+++ GESPEICHERTE ZEILEN

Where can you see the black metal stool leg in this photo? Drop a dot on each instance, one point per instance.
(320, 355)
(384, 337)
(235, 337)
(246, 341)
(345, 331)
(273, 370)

++++++

Geben Sie sämtliche obigen Einträge zeichengetreu und in unveränderter Reihenfolge aus.

Where can you see the black metal stool leg in this photo? Drop a dot on each instance, one point per instance.
(320, 355)
(384, 337)
(235, 337)
(246, 341)
(345, 331)
(273, 370)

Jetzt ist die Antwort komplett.